EXERCISE INSTRUCTIONS - Looking at the records below, count how many lines contain the string "floor". Give that number alone.

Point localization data
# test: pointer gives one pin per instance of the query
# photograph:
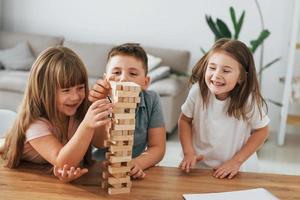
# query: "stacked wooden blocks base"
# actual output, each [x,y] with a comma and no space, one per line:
[125,96]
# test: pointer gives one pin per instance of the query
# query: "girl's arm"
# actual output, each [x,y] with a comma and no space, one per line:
[185,134]
[255,141]
[156,148]
[230,168]
[72,152]
[185,137]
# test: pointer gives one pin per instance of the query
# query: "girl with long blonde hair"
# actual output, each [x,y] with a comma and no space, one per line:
[55,123]
[223,123]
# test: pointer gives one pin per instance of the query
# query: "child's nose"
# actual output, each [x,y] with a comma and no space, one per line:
[75,96]
[217,74]
[123,77]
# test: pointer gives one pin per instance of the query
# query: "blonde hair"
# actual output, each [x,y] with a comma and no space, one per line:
[55,67]
[248,87]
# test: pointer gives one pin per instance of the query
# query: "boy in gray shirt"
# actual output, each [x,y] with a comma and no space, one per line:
[128,62]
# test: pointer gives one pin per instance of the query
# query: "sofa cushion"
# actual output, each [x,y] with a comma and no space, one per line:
[36,42]
[17,58]
[153,62]
[94,56]
[13,80]
[159,73]
[177,59]
[170,86]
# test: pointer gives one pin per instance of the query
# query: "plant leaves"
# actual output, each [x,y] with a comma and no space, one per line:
[223,29]
[212,26]
[268,65]
[255,43]
[233,18]
[275,102]
[239,26]
[202,50]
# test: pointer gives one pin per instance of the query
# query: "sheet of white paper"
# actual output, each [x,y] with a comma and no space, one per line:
[258,193]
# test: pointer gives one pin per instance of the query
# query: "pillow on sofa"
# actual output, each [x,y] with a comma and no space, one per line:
[17,58]
[159,73]
[153,62]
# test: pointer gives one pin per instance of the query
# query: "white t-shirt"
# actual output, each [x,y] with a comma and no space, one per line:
[216,135]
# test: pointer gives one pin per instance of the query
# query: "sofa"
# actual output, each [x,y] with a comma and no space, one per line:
[171,88]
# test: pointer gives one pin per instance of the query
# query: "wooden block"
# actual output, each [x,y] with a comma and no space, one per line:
[104,184]
[112,180]
[123,127]
[127,94]
[105,175]
[115,159]
[131,132]
[115,170]
[125,99]
[116,133]
[118,190]
[124,115]
[137,100]
[125,105]
[114,148]
[122,138]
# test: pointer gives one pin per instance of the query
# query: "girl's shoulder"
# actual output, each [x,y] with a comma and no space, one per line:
[40,122]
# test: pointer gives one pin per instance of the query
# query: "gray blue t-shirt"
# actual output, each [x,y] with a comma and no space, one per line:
[148,115]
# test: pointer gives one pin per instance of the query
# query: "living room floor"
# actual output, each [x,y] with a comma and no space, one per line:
[272,158]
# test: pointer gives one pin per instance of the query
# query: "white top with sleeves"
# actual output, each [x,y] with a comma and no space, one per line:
[216,135]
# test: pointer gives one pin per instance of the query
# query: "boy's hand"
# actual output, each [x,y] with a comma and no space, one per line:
[101,88]
[97,114]
[189,161]
[136,171]
[228,169]
[67,174]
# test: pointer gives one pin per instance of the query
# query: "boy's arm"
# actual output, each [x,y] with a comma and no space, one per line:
[156,148]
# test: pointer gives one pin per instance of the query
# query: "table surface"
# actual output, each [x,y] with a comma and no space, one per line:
[31,181]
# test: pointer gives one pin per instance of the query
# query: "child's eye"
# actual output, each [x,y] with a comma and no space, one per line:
[133,74]
[116,72]
[81,87]
[65,90]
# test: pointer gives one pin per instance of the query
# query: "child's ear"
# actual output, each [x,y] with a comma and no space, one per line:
[146,83]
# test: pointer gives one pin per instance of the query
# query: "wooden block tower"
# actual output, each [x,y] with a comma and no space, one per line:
[125,96]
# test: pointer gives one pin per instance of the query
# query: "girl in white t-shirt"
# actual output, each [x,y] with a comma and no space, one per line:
[54,123]
[223,123]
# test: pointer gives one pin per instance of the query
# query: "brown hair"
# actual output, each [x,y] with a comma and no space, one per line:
[55,67]
[130,49]
[248,86]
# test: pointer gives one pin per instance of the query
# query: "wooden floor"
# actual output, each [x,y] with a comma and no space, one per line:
[31,182]
[272,158]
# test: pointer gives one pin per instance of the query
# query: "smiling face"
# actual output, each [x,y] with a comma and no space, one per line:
[69,99]
[222,74]
[127,68]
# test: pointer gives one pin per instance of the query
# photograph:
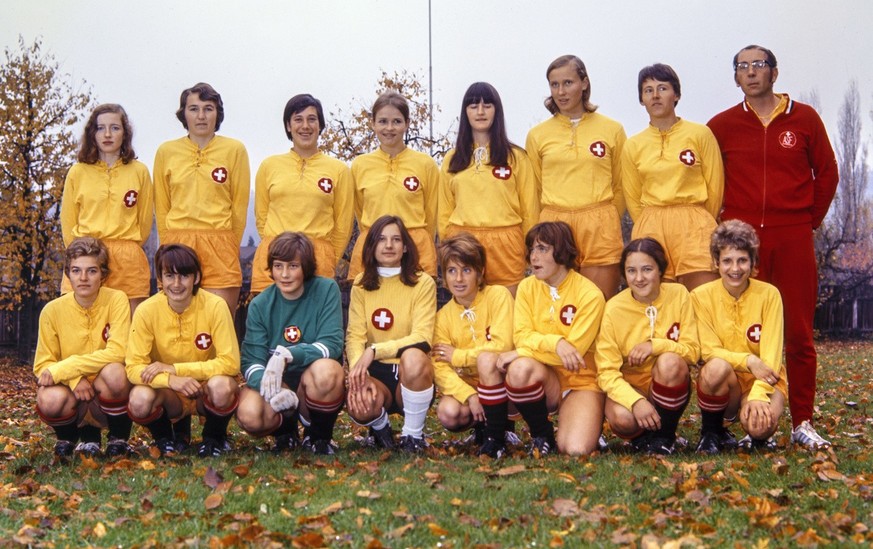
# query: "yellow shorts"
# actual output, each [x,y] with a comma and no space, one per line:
[505,252]
[128,270]
[325,262]
[583,380]
[597,230]
[423,241]
[747,379]
[684,231]
[219,256]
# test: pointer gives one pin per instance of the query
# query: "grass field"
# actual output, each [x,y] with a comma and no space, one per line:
[364,498]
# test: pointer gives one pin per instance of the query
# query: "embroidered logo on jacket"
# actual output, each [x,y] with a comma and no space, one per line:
[411,183]
[219,175]
[568,313]
[673,332]
[754,333]
[687,157]
[292,334]
[130,198]
[326,185]
[598,149]
[382,319]
[203,341]
[502,172]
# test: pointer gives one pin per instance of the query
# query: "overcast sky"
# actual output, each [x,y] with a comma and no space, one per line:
[258,54]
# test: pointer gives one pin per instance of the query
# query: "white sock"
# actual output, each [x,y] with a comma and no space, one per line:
[415,406]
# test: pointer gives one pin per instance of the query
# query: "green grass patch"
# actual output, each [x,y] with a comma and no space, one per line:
[449,498]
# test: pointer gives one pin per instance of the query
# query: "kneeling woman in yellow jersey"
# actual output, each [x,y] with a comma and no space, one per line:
[740,323]
[391,318]
[647,341]
[395,180]
[303,190]
[470,330]
[108,195]
[79,362]
[183,358]
[557,315]
[488,187]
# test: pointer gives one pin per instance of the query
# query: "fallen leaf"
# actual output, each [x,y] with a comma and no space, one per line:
[213,501]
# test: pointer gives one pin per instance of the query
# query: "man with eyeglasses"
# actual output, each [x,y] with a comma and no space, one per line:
[780,177]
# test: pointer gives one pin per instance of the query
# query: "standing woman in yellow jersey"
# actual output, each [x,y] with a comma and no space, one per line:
[673,180]
[576,156]
[488,188]
[108,195]
[202,191]
[391,318]
[647,340]
[305,191]
[395,180]
[557,315]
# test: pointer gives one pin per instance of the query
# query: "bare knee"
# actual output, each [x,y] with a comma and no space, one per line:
[670,369]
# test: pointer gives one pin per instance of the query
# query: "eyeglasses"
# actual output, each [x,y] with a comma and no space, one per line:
[744,65]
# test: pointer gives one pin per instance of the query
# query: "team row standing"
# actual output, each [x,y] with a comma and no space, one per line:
[669,176]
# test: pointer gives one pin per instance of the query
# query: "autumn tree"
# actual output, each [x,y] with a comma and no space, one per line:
[348,133]
[844,243]
[39,106]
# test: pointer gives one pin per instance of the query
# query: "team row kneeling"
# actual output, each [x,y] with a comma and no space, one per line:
[558,348]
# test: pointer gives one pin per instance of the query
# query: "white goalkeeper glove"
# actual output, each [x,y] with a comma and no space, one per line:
[271,381]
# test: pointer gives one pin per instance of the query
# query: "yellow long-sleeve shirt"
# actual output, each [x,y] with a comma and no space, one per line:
[541,321]
[733,329]
[406,186]
[310,195]
[200,343]
[391,317]
[485,326]
[109,203]
[202,189]
[626,324]
[74,341]
[680,166]
[577,165]
[489,196]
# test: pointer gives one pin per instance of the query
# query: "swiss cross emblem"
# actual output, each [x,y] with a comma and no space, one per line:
[130,198]
[325,184]
[203,341]
[754,333]
[687,157]
[787,139]
[382,319]
[411,183]
[292,334]
[219,175]
[502,172]
[568,313]
[598,149]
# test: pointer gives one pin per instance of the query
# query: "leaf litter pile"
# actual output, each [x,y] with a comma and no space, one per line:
[447,497]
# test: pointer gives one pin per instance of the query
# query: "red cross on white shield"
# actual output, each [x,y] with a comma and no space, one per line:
[382,319]
[203,341]
[219,175]
[325,184]
[411,183]
[292,334]
[130,198]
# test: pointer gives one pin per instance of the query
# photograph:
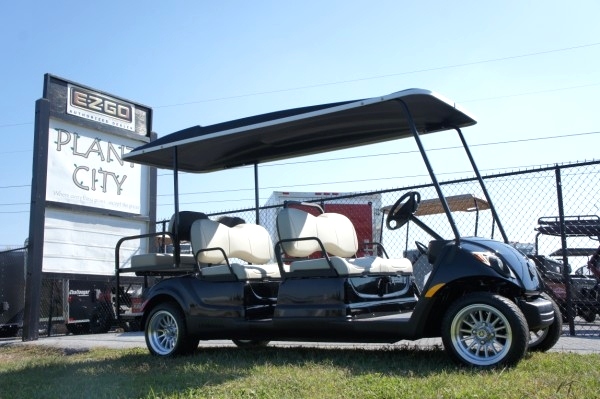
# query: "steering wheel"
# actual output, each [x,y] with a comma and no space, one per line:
[421,247]
[402,210]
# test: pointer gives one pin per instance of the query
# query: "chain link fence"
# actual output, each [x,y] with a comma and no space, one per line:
[526,201]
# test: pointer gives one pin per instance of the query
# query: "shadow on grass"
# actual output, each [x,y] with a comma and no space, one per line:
[35,371]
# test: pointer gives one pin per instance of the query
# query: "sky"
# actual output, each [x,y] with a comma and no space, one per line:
[527,71]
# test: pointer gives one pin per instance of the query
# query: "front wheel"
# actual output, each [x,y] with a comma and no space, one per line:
[166,332]
[485,330]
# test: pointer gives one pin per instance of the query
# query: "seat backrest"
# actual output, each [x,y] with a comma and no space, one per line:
[335,231]
[248,242]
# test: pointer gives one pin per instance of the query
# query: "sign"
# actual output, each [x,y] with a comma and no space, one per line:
[86,168]
[100,108]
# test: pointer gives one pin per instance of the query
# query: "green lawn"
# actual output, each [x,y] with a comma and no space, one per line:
[31,371]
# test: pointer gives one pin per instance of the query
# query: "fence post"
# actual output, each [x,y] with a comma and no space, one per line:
[563,243]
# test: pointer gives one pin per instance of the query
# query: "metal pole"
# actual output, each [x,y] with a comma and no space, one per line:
[563,241]
[482,184]
[175,231]
[436,184]
[37,216]
[256,199]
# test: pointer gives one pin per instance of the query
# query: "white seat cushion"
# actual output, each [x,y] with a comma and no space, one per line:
[339,239]
[214,243]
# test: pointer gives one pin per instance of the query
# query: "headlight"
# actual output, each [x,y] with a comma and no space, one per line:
[493,261]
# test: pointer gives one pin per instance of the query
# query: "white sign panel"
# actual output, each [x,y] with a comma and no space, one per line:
[85,167]
[82,243]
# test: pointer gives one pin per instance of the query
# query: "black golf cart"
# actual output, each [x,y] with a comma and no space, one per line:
[482,297]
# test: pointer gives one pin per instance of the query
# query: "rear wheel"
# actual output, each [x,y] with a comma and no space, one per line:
[485,330]
[166,332]
[545,338]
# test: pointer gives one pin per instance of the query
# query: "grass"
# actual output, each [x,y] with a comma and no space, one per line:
[31,371]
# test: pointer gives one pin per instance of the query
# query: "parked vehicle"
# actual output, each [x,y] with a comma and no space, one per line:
[483,297]
[557,277]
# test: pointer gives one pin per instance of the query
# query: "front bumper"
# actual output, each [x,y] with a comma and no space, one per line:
[538,312]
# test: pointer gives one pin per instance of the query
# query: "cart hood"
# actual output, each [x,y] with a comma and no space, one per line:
[301,131]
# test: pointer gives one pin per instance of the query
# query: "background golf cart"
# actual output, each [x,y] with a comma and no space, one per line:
[576,294]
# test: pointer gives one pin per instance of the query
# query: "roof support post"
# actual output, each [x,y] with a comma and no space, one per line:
[436,184]
[175,232]
[482,184]
[256,199]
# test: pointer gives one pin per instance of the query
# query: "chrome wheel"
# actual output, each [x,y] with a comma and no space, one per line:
[481,334]
[485,330]
[163,332]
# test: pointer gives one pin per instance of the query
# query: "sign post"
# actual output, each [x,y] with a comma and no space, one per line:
[84,197]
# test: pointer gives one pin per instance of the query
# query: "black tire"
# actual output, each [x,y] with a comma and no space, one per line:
[485,330]
[546,338]
[250,343]
[166,332]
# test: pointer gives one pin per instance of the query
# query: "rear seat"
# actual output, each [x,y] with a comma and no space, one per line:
[164,262]
[214,244]
[300,233]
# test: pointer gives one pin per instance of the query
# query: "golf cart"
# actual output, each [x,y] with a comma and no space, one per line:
[576,294]
[483,297]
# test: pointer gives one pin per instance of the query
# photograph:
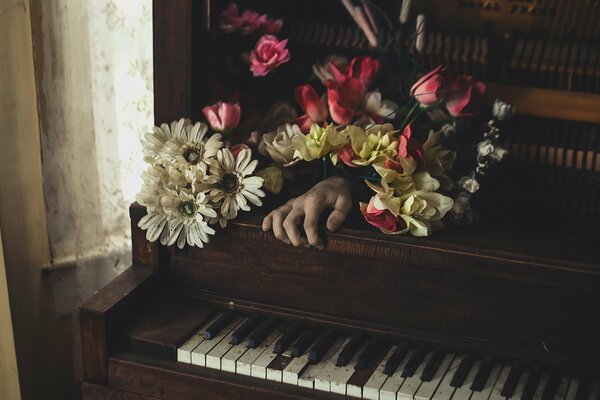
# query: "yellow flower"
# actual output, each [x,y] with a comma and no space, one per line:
[375,145]
[319,142]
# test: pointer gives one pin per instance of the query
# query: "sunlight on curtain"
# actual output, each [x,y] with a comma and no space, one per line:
[95,84]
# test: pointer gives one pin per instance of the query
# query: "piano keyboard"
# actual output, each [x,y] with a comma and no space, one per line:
[367,367]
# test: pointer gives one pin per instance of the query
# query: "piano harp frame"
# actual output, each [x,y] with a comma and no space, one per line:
[455,294]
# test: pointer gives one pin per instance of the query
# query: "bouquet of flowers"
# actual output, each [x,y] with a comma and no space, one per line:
[423,160]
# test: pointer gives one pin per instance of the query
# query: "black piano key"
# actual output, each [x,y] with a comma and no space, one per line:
[261,333]
[244,330]
[583,391]
[288,337]
[396,358]
[350,349]
[413,363]
[551,386]
[482,375]
[516,370]
[432,366]
[216,327]
[306,339]
[323,344]
[531,385]
[463,370]
[368,353]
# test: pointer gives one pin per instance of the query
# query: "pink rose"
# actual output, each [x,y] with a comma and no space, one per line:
[382,219]
[433,86]
[268,54]
[346,154]
[466,96]
[407,147]
[314,107]
[236,148]
[343,98]
[222,116]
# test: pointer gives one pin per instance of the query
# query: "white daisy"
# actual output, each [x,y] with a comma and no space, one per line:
[233,184]
[187,147]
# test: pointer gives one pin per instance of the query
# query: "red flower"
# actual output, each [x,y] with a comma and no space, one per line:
[343,98]
[382,219]
[466,97]
[365,69]
[222,116]
[346,154]
[313,106]
[407,147]
[268,54]
[434,86]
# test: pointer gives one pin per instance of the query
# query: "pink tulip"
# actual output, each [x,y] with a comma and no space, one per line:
[343,98]
[314,107]
[466,96]
[222,116]
[268,54]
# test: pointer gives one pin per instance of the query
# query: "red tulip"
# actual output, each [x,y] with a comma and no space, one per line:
[382,219]
[433,86]
[467,96]
[343,98]
[313,106]
[222,116]
[268,54]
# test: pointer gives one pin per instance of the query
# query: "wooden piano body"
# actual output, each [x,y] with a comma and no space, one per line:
[502,290]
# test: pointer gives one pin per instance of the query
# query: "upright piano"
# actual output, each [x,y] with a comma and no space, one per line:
[506,308]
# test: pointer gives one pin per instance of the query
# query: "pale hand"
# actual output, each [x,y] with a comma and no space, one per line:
[331,194]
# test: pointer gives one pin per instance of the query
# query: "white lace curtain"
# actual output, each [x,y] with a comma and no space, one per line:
[94,70]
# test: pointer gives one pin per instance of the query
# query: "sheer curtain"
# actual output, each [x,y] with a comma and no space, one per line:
[94,73]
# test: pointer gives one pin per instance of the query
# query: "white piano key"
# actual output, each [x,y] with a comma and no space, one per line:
[497,390]
[572,391]
[489,384]
[539,390]
[393,383]
[427,389]
[277,374]
[445,391]
[200,352]
[323,380]
[520,386]
[243,365]
[307,379]
[228,362]
[563,386]
[214,356]
[411,384]
[295,369]
[464,392]
[341,375]
[184,353]
[371,389]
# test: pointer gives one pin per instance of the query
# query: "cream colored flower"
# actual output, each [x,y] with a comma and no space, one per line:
[319,142]
[232,182]
[278,145]
[375,145]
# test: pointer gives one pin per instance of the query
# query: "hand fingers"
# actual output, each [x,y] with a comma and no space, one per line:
[311,223]
[341,208]
[278,217]
[290,224]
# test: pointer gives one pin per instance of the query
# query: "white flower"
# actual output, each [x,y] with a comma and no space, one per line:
[502,111]
[232,182]
[278,145]
[187,147]
[374,106]
[181,219]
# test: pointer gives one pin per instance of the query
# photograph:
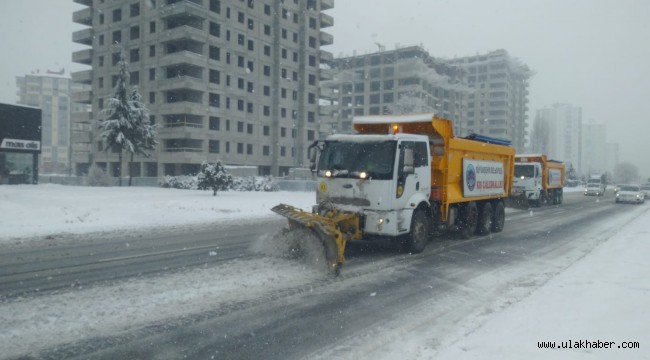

TASK ANSWER - 2